*Task prompt*.
Below are some records; return all of them exactly as they are.

*Extracted information*.

--*--

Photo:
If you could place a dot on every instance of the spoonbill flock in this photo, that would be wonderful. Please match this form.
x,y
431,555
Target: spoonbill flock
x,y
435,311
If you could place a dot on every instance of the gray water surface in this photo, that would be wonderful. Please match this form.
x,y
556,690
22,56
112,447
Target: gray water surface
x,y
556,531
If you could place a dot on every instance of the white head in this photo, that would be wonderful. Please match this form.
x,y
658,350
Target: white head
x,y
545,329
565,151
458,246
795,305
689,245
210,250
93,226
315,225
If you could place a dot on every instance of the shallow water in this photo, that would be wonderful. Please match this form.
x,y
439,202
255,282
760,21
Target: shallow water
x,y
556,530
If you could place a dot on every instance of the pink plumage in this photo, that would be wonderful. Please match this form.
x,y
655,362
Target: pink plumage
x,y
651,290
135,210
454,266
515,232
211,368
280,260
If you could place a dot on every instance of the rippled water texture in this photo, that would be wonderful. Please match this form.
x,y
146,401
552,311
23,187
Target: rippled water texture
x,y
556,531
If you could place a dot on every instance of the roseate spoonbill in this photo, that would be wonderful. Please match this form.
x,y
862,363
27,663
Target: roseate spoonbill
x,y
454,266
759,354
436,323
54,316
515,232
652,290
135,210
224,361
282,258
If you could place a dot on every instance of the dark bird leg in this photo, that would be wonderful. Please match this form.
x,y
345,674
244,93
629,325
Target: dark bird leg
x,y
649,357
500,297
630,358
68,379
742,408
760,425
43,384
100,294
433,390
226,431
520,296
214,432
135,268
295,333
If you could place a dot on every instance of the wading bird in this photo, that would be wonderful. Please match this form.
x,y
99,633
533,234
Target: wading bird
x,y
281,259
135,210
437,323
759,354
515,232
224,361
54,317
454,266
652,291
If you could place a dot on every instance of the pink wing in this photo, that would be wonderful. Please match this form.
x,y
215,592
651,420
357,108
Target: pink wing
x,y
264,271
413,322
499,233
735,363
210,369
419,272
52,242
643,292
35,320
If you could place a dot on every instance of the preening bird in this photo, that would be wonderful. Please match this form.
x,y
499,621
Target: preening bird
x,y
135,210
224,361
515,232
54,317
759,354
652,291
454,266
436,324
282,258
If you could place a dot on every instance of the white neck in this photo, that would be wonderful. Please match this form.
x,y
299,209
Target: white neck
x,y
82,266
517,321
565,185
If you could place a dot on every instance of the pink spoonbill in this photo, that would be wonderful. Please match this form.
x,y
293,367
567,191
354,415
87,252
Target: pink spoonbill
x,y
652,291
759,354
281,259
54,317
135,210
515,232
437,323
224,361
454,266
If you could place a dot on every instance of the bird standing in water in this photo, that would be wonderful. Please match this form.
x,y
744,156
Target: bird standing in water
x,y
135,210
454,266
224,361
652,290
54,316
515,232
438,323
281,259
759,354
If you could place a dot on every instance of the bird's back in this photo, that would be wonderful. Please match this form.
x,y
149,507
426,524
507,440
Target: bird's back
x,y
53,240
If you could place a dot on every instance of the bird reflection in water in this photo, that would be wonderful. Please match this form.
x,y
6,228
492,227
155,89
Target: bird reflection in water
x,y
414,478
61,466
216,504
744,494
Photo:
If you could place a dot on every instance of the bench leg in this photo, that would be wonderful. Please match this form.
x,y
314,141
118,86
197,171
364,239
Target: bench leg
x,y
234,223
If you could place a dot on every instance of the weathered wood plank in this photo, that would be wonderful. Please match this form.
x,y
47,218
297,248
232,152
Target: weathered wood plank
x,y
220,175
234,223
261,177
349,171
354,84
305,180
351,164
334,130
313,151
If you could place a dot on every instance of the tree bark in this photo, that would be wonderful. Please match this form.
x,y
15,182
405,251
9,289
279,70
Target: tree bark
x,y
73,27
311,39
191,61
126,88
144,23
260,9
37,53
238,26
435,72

--*--

*Your solution*.
Photo:
If you could place a dot on every instance of the spoonbill flock in this photo, that would be wonderful. Please match this form.
x,y
431,555
Target: spoonbill flock
x,y
435,311
If you could place a dot on every instance of the gray water surface in this photo, that would be wonderful. Please match this form.
x,y
556,690
22,56
112,447
Target: gray water surface
x,y
556,531
If you could place a dot on every instance of the white head in this photo, that would be wonderful. Please match this form.
x,y
658,350
Target: white head
x,y
545,329
565,151
458,246
795,305
689,245
210,250
93,226
315,225
If you could place a dot on every instance of the shallow water in this photo, that would be wonderful. Please match this form.
x,y
439,202
255,282
760,21
Target: shallow water
x,y
556,530
If you could place a dot on every instance of the pink plumage in this photo, that would be wonderful. Please match this form.
x,y
655,362
Target: pink plumage
x,y
651,290
135,210
454,266
515,232
211,368
280,260
If you could place a dot on every instance of the rippled water texture in this photo, that would be wonderful. Please match this form.
x,y
146,401
552,311
23,187
Target: rippled water texture
x,y
556,531
If you could place a dot on every instance of the roseate spoonbill in this photo, that would be wonderful. Please match this form.
x,y
862,363
27,663
Target: roseate spoonbill
x,y
454,266
759,354
436,323
54,316
515,232
652,290
135,210
224,361
282,258
If you could place a dot on every instance of the dark bird leg in this photo, that would be wonderful. Please match this form.
x,y
345,674
244,93
629,325
Target: dark bird leg
x,y
649,357
500,297
630,358
68,379
742,408
760,425
43,384
100,294
433,390
226,431
520,296
214,432
135,268
295,333
If you could place a dot on every instance of the wading bird in this photo, that would be wonderful. Please match this form.
x,y
99,633
533,234
Target: wading bird
x,y
281,259
135,210
437,323
759,354
515,232
224,361
54,317
454,266
652,291
If you could place a dot on every instance of the pink wing in this photo, that would be wonderful. Please match this form.
x,y
215,592
651,420
357,108
Target: pink wing
x,y
264,271
413,322
499,233
735,363
210,369
419,272
52,242
643,292
35,320
If you could place a dot on every instance of the preening bird in this photo, that would be wonderful. Please match this form.
x,y
499,621
Target: preening bird
x,y
135,210
224,361
515,232
54,317
759,354
652,291
454,266
436,324
282,258
If you could place a dot on every instance of the white neck in this photo, that would be wonderful. Please match this form.
x,y
299,209
Target: white neck
x,y
82,266
517,321
565,185
If you could place a dot on every instance of the pink spoonbill in this photo, that would be wonderful. Please match this form.
x,y
293,367
567,191
354,415
87,252
Target: pink spoonbill
x,y
652,291
759,354
281,259
54,317
135,210
515,232
437,323
224,361
454,266
If you could place a dot on every instance of the bird standing in water in this photo, that would be wonderful. Please match this form.
x,y
744,156
Target: bird standing in water
x,y
135,210
454,266
224,361
652,290
54,316
515,232
438,323
281,259
759,354
If you could place a dot on every instance of the bird's back in this photo, that would be wonderful. Please match this form.
x,y
149,507
426,524
507,440
Target: bird's back
x,y
53,240
If you could place a dot on every instance of the bird reflection in water in this photo, that would be wonderful. Please match this form.
x,y
6,228
492,227
155,89
Target: bird reflection in water
x,y
414,478
61,466
216,504
744,494
Photo:
If you could place a dot on every instance of the bench leg in this photo, that would be wonderful. Please match this form.
x,y
314,141
118,86
197,171
364,239
Target: bench leg
x,y
234,223
If you could place a dot on every instance of the weathered wood plank in this photo, that would be wonderful. Please match this form.
x,y
47,218
297,248
232,152
Target: weathered wood plank
x,y
220,175
234,223
261,177
349,171
354,84
305,180
351,164
334,130
313,151
If you could place a dot on every instance of the tree bark in this photo, that would be wonderful. Please match this form.
x,y
15,182
405,251
9,289
279,70
Target: tree bark
x,y
73,27
311,39
191,61
126,88
144,23
260,9
37,53
238,26
435,72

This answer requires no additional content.